Below is a set of records. Repeat all of them exactly.

::::::

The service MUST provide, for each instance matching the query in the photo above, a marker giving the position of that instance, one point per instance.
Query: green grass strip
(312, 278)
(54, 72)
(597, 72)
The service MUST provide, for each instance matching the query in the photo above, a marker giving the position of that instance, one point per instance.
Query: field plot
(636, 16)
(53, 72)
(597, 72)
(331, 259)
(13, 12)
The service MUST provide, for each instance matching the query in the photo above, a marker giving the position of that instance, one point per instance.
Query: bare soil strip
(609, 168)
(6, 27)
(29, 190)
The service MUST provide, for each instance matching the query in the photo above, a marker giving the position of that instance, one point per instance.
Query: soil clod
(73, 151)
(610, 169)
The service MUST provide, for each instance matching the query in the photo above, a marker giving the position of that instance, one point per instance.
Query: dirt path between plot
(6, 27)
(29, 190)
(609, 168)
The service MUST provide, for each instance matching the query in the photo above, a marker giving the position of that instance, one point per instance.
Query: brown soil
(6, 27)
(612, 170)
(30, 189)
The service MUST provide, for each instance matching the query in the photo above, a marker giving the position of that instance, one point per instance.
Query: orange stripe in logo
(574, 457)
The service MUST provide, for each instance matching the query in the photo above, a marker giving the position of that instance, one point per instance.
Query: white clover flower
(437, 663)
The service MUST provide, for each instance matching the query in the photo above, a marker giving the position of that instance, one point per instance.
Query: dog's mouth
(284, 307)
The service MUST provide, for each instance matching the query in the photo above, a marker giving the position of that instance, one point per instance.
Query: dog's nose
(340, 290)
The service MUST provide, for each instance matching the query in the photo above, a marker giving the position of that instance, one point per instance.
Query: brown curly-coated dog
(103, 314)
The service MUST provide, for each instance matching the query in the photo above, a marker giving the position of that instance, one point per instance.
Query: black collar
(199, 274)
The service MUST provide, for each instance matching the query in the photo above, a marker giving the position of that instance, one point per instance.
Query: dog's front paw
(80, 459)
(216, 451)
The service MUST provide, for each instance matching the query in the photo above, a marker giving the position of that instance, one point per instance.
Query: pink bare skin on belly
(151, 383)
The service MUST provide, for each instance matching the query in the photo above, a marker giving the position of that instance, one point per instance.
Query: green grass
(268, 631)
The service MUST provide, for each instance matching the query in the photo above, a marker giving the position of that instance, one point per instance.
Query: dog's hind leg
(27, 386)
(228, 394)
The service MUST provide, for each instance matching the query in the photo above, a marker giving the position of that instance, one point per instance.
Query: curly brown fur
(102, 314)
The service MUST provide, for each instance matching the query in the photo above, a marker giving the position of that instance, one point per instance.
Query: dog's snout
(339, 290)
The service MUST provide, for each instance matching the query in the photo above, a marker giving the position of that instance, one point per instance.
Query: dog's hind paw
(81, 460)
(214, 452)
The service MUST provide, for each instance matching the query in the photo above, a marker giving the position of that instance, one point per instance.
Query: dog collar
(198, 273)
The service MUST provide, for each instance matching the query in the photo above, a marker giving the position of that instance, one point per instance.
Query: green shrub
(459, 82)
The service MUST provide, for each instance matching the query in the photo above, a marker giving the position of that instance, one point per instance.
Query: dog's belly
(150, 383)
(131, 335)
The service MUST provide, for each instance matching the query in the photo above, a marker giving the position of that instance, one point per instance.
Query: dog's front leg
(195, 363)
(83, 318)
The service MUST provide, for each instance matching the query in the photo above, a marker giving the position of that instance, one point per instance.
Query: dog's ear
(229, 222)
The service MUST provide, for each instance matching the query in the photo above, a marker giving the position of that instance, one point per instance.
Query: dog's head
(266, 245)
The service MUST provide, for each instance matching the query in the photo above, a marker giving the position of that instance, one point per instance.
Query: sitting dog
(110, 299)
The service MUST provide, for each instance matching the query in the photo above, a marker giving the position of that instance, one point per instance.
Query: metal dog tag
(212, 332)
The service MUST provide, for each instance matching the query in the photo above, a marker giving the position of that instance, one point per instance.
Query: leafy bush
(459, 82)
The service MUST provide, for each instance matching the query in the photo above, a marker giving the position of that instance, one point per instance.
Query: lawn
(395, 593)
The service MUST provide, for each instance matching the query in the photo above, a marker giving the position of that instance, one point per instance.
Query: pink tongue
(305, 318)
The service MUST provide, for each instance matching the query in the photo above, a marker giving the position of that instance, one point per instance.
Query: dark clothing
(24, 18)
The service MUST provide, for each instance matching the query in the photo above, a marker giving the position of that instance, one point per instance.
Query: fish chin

::::::

• RESULT:
The service MUST provide, for each instance matching the query in the photo above, a marker giving the position of that instance, one point per instance.
Query: green grass strip
(312, 278)
(54, 72)
(597, 72)
The service MUST provide, for each instance matching the query in the photo above, a marker giving the position of that instance, one point per instance.
Query: field plot
(636, 16)
(53, 72)
(597, 72)
(331, 259)
(13, 12)
The service MUST provide, for each instance matching the query in the photo above, a marker giving the position of that instance, one point per instance.
Query: bare soil strip
(609, 168)
(6, 27)
(29, 190)
The service MUST provide, for each instance matching the query in the photo above, a marker giving the position of that instance, one point per instance.
Query: soil clod
(73, 151)
(610, 169)
The service MUST provide, for each instance matching the query in the photo above, a marker giving the position of that instance, one point per instance.
Query: dirt path between plot
(6, 27)
(29, 190)
(609, 168)
The service MUST provide, for each instance matching the query in the photo above, a marker giving the position of that instance, one point per instance.
Query: brown soil
(6, 27)
(612, 170)
(30, 189)
The service MUST provide, for each instance matching the query in the photo above, a marker giving the position of that instance, one point per instance.
Query: orange stripe in logo
(574, 457)
The service MUST provide, for each instance matching the query in the photo above, a marker giving the position of that instance, one point per instance.
Query: white clover flower
(437, 663)
The service MUST provide, for each instance matching the query in the photo above, a marker giving the position of that instance, one point per instance.
Query: dog's mouth
(284, 307)
The service MUST provide, for each instance matching the query in the photo above, a marker giving the position of that instance, one point per instance.
Query: dog's nose
(340, 290)
The service MUST provide, for each instance matching the query in the photo above, a marker giving the position of that instance, one point per instance.
Query: brown curly-coated dog
(103, 314)
The service MUST provide, for each instance matching the query in the photo above, a marker giving the position of that instance, one point per instance.
Query: black collar
(199, 274)
The service MUST provide, for each instance matching the query in the photo above, a marker giving the position of that instance, one point per instance.
Query: dog's front paw
(80, 459)
(216, 451)
The service MUST provide, for each instance matching the query in the photo above, a marker giving the position of that instance, one point per instance.
Query: pink bare skin on belly
(151, 383)
The service MUST provide, for each instance matching the query in the photo above, a marker giving the position of that instance, one point per instance.
Query: green grass
(268, 631)
The service MUST provide, for each instance matching the query in the photo above, a marker giving the position of that instance, one point per instance.
Query: dog's hind leg
(27, 386)
(228, 394)
The service MUST provide, for each instance matching the query in the photo above, a marker giving the position of that instance, one point per instance.
Query: curly brown fur
(102, 314)
The service MUST provide, for each instance matching the query in the photo above, a marker giving the position of that instance, one point per instance.
Query: dog's snout
(339, 290)
The service MUST provide, for each instance matching the query in the photo above, a marker giving the position of that instance, one point per instance.
Query: dog's hind paw
(81, 460)
(214, 452)
The service MUST provide, for each instance matching the query in the photo above, a marker giving the position of that instance, one point per instance.
Query: dog collar
(198, 273)
The service MUST provide, for each instance matching the query in the photo above, a marker giving the position of that instance, one point per instance.
Query: green shrub
(459, 82)
The service MUST provide, for each instance matching the query in the photo above, a marker giving the position of that instance, one point per instance.
Query: dog's belly
(150, 383)
(131, 335)
The service MUST provide, for each instance matching the query in the photo above, a marker giving the position of that instance, one point per instance.
Query: dog's front leg
(195, 363)
(83, 318)
The service MUST provide, for each instance matching the query in the photo above, a marker giving the position of that instance, one point per instance.
Query: dog's ear
(229, 222)
The service MUST provide, for each instance matching the query in the photo above, a marker giving the position of that instance, one point per instance.
Query: dog's head
(266, 245)
The service MUST provide, for each instance matching the query in the photo above, a marker giving the position of that instance, one point per instance.
Query: sitting dog
(110, 299)
The service MUST provide, for each instance matching the query in the photo above, a marker giving the position of that instance, one point per instance.
Query: metal dog tag
(212, 332)
The service MUST provide, for each instance matching the query in the photo above, a marker giving the position of that instance, one point per instance.
Query: leafy bush
(459, 82)
The service MUST provide, for each instance matching the query in the photo above, a marker giving the position of that instance, one point per instance.
Query: lawn
(395, 593)
The service MUST provide, for each instance matching the query in the photo above, a marker giving the position of that instance, one point per instance.
Query: pink tongue
(305, 318)
The service MUST provide, for each instance matching the query in the photo above, a marker giving the position of that instance, one point per instance.
Query: dark clothing
(24, 18)
The service MUST provide, for each instance matching the query in the photo above, a marker giving the position of that instance, one point per instance.
Query: fish chin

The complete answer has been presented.